Stated goal:
Starting at the line containing "801, row 254." and ending at the line containing "column 115, row 723", rewrite only those lines of the material, with "blue painted wall" swapped for "white painted wall" and nothing else changed.

Items:
↓↓↓

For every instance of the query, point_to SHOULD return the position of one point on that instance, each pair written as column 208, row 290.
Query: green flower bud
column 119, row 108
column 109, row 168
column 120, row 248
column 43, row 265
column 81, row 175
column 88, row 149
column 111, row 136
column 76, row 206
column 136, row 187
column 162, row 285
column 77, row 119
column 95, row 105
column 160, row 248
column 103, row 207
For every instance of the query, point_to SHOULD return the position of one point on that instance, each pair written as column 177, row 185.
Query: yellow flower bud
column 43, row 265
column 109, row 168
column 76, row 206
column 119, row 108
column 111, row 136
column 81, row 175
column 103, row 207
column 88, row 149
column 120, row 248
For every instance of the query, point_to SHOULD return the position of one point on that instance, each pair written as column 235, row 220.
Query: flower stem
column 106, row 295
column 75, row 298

↑↑↑
↓↓↓

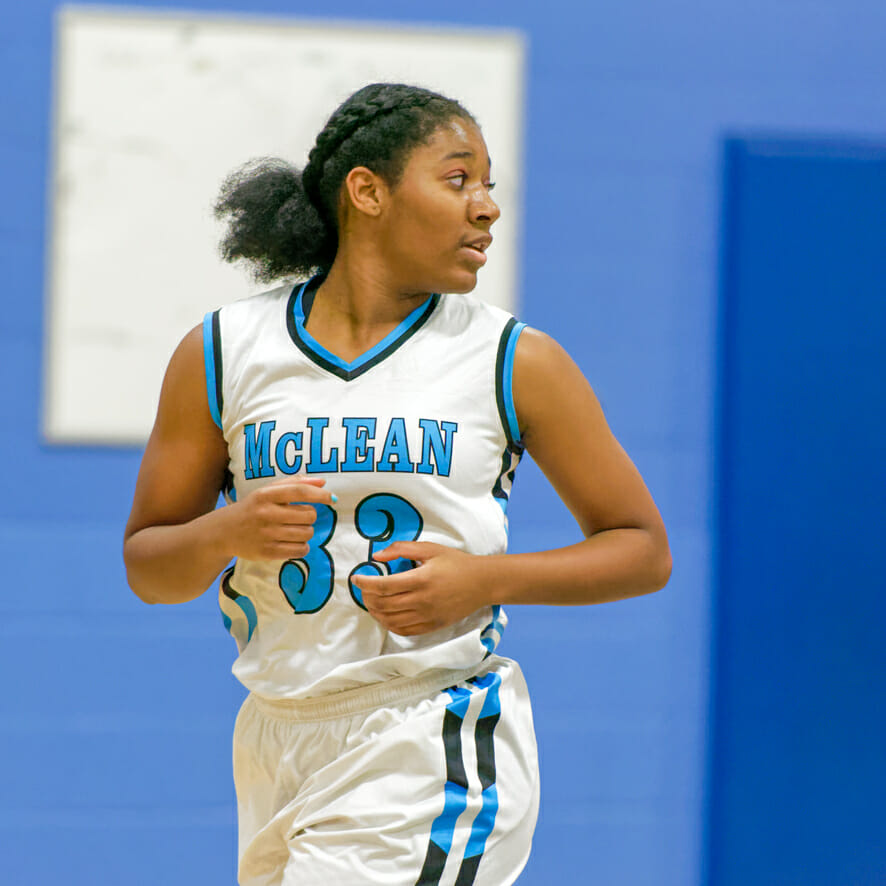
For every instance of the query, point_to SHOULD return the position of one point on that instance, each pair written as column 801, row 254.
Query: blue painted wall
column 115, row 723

↑↑↑

Result below:
For every instance of the query, point_to SHOULD return the position of one point on that instance, each pair written as column 801, row 254.
Query: white painted wall
column 115, row 723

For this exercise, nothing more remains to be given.